— Ejercicios propuestos —
**1)** Reproduce sin cambios el fragmento del texto sobre el domingo de noviembre que va desde "Largo domingo de" hasta "de los padres.".
**2)** Responde a partir del texto sobre el domingo de noviembre:
(a) ¿Qué vende el puesto ante el que se detiene quien narra?
(b) ¿Qué edad tiene, aproximadamente, el chico que se acerca?
(c) ¿A qué huelen los puestos de la carpa de Navidad?

— Texto de lectura —
24.11.19

Largo domingo de noviembre


Llevo caminando todo el día. En parte de modo consciente, en parte de modo inconsciente. Sólo me he detenido en un par de momentos para recobrar fuerzas. Cuando sales del centro de la ciudad empiezas a encontrarte la realidad del 90%, como señoras con mala cara fregando los escalones del portal o parejas adolescentes vistiendo de chándal que se cogen de la mano y se ponen ojitos mientras mastican chicle. También está la típica familia que no pertenece al barrio, sólo venimos a visitar a la familia, y que se esmera en reflejar su foraneidad con cashmere y perfumes penetrantes mientras los hijos se pelean y muerden en la acera bajo la atenta negligencia de los padres.

La verdad es que llevo tanto tiempo sin pasear la ciudad que se supone que habito, que se me había olvidado que aún la gente dominguea. Que desenfundan los tacones de Carolina Herrera, las camisas de marca planchadas con jerseys encima de tonos oscuros y, ahora que el otoño ofrece con descaro temperaturas bajas, se animan a acercarse a la carpa de Navidad. La perenne carpa de Navidad de finales de noviembre. La verdad es que hay cierta magia en esos puestos que huelen a gofre, incienso, palomitas y sudor infantil, así todo junto. Las tiendas habituales están cerradas, pero los puestecillos navideños ofrecen algo que ver. Yo, en un alarde de normalidad, camino entre las personas que ven los puestos y me detengo para comprobar que, otro año más, ofrecen lo mismo. Hay un puesto que vende relojes de bolsillo, uno de esos objetos que me encantaría poseer pero que racionalmente sé que nunca jamás utilizaría, y entonces un chaval me aborda porque me confunde con su hermana, que está justo a mi lado. El chico, de unos quince años, tiene una pulserita de España que acaba de comprar y le dice a la hermana que le ayude a ponérsela. A mí me entra una pena profunda al ver que la gente joven cada vez es más rancia y me acuerdo de las palabras que un ex-sindicalista me dijo esta misma mañana sobre que él invita a la gente joven a no desanimarse porque nosotros siempre estuvimos en minoría. No sé qué tiene la minoría que últimamente me toca mucho la moral. Será que estoy cansada, será que se aproxima la Navidad o que hace frío y me harta bastante el delicado equilibrio entre la disputa y la monotonía en la que suelo estar inmersa. Me viene a la mente un pequeño párrafo que leí en un artículo que decía “Las libertades, si no son compartidas, no son libertades, son privilegios que nos subyugan”, y que esa simple frase, que tenía un contexto muy concreto, me ha dado mucho que pensar esta semana en un sentido amplio.

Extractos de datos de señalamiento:
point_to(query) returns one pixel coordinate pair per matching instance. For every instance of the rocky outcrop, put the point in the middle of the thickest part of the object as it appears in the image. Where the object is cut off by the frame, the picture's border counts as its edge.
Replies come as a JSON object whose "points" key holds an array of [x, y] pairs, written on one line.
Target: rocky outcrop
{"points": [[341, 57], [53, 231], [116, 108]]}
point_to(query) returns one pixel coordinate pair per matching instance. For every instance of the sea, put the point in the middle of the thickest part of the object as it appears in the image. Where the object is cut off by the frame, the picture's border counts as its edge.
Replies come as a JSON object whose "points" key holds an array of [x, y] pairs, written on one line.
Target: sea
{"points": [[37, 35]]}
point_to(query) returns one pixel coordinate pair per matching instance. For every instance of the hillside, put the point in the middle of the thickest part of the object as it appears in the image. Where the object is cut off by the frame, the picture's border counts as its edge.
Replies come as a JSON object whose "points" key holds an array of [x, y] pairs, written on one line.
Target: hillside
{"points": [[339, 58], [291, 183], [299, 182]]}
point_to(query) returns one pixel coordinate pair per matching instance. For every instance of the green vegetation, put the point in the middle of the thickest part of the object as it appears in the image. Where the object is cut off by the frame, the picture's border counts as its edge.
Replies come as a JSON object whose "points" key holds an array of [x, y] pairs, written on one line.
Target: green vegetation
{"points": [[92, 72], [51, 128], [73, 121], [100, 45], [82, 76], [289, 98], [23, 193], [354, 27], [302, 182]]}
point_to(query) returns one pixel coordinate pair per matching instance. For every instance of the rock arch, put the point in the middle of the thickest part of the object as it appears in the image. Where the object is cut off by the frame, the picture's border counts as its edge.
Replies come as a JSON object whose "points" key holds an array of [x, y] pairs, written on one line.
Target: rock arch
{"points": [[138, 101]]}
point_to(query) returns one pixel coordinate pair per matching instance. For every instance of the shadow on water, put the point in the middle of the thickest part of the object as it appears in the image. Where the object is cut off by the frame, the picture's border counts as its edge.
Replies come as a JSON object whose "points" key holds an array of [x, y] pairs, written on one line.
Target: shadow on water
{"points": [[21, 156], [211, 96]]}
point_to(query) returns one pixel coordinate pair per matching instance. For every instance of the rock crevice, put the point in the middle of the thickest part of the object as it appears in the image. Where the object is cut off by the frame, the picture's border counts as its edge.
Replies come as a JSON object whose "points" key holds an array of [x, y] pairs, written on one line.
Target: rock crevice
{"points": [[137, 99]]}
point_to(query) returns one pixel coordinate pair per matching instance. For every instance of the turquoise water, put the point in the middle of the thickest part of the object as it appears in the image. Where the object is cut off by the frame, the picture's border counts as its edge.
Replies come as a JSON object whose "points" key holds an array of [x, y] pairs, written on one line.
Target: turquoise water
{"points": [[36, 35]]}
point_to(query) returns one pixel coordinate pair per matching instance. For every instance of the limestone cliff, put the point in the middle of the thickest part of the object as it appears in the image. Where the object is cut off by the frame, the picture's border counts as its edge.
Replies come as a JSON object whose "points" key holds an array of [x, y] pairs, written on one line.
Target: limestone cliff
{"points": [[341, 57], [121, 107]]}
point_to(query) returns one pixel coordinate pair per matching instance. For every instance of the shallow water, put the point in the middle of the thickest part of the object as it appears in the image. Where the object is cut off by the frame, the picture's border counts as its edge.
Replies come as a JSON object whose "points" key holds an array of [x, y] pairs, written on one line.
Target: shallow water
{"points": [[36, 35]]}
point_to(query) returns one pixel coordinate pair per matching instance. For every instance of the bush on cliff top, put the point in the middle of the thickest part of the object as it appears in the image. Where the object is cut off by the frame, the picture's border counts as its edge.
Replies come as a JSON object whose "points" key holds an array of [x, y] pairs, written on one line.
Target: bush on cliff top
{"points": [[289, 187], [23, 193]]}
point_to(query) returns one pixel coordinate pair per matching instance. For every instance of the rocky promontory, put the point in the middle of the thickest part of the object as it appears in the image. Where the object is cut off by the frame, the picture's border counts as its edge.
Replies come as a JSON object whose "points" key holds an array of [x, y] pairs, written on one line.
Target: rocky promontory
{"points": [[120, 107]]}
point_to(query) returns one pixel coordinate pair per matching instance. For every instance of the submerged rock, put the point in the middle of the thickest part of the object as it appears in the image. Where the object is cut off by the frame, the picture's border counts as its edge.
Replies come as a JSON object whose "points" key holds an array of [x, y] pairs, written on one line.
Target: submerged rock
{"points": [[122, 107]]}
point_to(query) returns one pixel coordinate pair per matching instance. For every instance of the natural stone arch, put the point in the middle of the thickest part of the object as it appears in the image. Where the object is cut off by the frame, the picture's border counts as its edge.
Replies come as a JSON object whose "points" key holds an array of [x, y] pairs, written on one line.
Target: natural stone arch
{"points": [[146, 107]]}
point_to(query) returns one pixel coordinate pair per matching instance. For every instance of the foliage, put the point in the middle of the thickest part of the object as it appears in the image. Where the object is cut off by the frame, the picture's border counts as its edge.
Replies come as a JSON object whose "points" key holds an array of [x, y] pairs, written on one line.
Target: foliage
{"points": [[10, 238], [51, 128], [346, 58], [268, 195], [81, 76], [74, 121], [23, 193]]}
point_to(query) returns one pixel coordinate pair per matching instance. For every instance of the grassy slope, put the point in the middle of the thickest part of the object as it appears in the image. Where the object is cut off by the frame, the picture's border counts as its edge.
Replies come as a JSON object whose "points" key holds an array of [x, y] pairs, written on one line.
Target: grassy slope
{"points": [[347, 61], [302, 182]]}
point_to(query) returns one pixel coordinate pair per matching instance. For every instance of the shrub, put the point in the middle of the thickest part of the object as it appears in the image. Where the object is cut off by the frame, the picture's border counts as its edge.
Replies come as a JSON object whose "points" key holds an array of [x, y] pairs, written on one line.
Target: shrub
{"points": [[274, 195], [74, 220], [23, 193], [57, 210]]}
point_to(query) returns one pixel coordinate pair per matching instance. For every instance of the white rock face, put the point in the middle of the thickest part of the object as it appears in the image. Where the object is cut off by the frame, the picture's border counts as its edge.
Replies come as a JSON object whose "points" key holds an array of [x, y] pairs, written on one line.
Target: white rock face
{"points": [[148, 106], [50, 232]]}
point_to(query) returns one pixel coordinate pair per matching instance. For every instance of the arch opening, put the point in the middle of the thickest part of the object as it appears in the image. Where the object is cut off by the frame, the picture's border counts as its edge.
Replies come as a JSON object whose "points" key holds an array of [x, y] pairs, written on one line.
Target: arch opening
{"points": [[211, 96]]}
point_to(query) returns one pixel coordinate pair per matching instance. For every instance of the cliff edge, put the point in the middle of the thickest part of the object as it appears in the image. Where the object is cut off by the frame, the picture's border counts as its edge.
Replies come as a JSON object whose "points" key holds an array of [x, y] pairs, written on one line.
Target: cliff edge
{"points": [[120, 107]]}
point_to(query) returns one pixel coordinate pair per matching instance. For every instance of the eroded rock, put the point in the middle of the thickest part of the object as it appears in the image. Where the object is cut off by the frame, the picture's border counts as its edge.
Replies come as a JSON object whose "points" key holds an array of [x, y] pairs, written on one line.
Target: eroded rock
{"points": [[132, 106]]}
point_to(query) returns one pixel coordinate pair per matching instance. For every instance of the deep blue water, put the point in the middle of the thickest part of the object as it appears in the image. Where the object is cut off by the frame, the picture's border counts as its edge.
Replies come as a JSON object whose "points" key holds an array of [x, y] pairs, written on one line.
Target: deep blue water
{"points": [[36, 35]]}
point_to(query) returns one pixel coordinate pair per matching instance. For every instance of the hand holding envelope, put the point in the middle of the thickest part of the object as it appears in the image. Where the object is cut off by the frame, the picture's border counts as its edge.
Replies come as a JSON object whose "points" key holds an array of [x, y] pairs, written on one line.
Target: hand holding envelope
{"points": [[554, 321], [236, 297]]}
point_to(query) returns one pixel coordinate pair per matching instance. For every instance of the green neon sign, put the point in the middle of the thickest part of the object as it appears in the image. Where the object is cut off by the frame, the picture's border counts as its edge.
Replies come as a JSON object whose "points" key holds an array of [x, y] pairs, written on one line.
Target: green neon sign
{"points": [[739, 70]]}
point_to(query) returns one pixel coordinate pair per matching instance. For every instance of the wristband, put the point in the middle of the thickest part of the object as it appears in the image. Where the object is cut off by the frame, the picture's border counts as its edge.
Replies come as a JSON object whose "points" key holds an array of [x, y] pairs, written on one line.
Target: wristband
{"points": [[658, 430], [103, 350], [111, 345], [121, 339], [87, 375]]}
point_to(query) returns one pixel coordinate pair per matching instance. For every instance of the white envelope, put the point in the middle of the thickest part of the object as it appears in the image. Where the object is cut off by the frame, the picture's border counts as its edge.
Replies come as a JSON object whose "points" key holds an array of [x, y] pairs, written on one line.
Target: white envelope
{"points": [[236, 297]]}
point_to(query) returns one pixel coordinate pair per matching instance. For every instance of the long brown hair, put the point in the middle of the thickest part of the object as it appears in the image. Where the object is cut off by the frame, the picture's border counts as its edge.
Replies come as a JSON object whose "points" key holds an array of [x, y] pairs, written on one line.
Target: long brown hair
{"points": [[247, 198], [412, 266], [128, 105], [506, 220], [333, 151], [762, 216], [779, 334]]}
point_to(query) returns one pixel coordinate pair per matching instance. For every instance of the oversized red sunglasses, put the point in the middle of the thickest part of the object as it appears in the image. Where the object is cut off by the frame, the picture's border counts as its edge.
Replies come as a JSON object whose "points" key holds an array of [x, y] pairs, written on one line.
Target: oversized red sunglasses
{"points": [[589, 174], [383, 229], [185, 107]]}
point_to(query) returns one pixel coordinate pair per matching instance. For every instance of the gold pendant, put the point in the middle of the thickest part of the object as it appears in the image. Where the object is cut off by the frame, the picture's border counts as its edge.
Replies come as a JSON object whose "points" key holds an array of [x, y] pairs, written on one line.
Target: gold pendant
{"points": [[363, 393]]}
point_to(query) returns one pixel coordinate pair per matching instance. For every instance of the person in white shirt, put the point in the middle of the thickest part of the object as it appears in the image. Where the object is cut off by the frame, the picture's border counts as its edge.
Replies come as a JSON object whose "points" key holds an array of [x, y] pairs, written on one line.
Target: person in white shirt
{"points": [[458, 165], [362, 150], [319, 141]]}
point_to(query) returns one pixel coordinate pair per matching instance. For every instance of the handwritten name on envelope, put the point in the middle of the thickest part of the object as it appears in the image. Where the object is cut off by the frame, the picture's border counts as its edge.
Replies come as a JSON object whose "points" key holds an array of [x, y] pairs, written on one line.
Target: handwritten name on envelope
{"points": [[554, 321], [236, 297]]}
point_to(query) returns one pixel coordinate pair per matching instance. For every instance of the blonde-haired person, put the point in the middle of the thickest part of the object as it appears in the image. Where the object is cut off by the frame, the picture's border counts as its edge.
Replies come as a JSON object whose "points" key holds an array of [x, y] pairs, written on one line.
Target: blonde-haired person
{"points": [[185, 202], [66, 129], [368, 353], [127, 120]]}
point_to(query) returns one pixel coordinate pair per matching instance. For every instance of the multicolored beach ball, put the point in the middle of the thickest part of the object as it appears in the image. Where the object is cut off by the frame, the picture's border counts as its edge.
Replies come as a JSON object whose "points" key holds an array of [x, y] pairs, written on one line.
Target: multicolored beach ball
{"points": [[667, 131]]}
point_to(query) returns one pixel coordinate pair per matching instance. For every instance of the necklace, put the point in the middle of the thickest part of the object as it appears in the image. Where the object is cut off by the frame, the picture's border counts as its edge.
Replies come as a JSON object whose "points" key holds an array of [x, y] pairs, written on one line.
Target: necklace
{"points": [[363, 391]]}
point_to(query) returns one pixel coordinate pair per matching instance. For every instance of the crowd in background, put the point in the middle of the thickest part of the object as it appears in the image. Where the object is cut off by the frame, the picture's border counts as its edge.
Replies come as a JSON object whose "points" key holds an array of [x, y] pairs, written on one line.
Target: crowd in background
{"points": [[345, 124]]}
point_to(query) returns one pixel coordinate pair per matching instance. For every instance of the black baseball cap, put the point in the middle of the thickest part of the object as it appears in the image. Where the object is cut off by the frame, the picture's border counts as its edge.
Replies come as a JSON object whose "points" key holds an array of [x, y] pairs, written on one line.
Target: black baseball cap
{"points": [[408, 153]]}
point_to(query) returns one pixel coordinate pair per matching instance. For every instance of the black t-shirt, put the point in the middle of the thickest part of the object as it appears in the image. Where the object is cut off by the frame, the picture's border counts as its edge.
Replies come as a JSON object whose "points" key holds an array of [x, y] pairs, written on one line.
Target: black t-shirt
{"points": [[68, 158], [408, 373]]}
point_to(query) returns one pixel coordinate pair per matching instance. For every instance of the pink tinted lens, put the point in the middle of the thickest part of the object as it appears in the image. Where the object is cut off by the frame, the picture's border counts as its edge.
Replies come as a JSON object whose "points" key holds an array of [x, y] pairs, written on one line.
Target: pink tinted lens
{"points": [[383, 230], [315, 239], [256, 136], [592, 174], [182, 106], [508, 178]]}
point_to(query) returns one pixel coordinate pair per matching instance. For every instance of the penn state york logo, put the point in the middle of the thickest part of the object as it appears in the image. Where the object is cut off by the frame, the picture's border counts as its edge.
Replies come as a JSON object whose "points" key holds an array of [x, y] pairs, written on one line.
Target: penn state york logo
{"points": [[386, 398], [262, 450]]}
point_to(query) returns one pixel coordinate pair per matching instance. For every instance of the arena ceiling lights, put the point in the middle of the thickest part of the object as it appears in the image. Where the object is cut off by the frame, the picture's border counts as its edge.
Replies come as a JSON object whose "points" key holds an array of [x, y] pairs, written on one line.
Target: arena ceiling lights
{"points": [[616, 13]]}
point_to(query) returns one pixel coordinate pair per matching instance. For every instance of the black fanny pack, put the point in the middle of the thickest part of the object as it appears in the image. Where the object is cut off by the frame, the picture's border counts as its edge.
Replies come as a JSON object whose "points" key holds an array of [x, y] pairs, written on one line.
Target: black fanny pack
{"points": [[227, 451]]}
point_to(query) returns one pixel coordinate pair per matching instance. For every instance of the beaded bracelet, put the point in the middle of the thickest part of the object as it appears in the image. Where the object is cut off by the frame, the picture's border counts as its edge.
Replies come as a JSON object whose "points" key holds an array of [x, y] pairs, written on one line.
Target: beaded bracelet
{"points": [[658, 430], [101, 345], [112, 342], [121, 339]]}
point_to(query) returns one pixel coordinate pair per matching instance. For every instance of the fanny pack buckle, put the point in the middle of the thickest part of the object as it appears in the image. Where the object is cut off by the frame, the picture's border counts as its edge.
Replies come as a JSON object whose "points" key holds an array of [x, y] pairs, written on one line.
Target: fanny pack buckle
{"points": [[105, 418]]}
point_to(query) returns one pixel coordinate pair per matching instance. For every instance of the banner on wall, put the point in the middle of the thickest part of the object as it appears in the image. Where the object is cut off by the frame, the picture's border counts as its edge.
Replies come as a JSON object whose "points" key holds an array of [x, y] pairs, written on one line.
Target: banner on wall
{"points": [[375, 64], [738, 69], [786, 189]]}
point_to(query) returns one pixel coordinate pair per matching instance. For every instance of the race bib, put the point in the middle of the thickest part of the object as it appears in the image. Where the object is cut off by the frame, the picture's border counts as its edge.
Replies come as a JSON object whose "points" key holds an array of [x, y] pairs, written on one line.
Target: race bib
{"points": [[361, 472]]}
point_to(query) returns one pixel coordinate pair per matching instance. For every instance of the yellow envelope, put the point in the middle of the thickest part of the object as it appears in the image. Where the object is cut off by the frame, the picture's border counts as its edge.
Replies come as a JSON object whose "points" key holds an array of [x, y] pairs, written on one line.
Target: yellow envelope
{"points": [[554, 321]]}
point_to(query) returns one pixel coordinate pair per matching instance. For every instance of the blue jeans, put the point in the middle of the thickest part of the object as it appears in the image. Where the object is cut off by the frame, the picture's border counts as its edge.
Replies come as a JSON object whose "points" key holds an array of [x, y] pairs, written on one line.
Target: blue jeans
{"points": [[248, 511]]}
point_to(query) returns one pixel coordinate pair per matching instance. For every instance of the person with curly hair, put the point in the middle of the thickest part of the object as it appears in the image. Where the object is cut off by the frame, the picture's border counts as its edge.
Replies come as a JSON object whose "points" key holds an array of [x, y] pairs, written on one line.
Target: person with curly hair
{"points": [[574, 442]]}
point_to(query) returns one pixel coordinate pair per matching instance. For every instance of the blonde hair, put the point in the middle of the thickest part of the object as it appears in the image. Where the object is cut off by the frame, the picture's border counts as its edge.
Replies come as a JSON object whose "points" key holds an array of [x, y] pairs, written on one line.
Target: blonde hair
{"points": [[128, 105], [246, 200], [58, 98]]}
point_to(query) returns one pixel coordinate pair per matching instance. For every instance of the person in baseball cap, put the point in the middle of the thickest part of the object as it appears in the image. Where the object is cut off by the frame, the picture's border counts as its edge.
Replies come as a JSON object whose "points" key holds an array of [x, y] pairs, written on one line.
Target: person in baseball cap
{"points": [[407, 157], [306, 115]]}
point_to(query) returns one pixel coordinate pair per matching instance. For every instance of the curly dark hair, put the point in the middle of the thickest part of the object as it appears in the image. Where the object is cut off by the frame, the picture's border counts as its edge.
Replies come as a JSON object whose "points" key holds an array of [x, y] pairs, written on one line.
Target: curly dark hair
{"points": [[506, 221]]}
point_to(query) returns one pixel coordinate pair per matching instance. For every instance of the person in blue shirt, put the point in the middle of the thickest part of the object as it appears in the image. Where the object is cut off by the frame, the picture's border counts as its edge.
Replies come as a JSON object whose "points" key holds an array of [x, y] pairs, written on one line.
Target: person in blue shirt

— Soluciones —
**1)**
Largo domingo de noviembre


Llevo caminando todo el día. En parte de modo consciente, en parte de modo inconsciente. Sólo me he detenido en un par de momentos para recobrar fuerzas. Cuando sales del centro de la ciudad empiezas a encontrarte la realidad del 90%, como señoras con mala cara fregando los escalones del portal o parejas adolescentes vistiendo de chándal que se cogen de la mano y se ponen ojitos mientras mastican chicle. También está la típica familia que no pertenece al barrio, sólo venimos a visitar a la familia, y que se esmera en reflejar su foraneidad con cashmere y perfumes penetrantes mientras los hijos se pelean y muerden en la acera bajo la atenta negligencia de los padres.

**2)**
(a) Relojes de bolsillo.
(b) Unos quince años.
(c) A gofre, incienso, palomitas y sudor infantil.